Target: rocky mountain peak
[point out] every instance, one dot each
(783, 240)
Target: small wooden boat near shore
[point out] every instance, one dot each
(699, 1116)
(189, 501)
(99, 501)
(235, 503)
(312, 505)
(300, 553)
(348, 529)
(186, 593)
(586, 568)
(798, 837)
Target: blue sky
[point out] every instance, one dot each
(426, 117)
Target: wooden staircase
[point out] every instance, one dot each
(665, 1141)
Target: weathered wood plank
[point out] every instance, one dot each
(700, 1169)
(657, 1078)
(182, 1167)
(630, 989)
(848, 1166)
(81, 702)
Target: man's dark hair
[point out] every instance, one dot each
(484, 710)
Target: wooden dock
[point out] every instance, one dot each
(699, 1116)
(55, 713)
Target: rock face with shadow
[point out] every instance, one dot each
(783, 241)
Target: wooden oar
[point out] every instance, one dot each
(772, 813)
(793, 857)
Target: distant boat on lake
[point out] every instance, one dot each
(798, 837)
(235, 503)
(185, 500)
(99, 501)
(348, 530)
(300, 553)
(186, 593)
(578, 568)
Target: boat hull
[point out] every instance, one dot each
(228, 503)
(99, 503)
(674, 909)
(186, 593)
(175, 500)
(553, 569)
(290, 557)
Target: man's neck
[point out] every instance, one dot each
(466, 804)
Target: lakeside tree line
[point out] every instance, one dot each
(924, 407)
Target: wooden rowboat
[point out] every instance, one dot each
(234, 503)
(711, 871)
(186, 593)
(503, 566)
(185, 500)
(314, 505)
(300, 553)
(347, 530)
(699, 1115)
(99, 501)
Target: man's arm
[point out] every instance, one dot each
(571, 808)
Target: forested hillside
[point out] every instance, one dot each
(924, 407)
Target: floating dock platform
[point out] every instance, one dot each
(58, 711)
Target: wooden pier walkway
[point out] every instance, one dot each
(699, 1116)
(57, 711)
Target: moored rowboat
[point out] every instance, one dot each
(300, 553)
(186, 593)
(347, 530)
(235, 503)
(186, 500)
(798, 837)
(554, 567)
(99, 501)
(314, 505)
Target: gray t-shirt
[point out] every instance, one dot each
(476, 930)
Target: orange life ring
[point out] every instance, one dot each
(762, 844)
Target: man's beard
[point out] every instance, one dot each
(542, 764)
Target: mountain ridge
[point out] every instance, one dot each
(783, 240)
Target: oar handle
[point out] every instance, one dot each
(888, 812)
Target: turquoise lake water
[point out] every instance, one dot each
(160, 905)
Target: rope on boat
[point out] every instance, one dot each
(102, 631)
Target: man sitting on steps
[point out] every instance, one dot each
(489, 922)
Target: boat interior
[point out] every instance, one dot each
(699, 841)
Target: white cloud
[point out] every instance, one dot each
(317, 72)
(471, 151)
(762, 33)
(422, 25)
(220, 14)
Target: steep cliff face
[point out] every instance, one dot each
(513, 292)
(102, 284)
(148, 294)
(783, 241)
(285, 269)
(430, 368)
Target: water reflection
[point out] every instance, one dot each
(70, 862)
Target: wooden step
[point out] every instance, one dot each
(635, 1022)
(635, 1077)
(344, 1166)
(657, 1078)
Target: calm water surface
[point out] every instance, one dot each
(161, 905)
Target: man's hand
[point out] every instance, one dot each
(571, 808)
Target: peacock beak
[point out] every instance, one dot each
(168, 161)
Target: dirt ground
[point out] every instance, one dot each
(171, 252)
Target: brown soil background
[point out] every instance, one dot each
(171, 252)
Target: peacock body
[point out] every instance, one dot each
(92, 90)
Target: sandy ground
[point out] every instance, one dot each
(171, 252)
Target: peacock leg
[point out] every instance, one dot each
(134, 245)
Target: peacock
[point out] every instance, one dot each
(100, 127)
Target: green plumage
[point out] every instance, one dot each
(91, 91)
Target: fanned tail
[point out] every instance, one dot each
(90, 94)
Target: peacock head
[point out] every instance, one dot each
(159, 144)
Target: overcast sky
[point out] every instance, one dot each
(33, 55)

───

Task prompt: Please find every line in the records above that holds the word "mountain" and copy it.

Output for this task:
Target: rocky mountain peak
Target: mountain ridge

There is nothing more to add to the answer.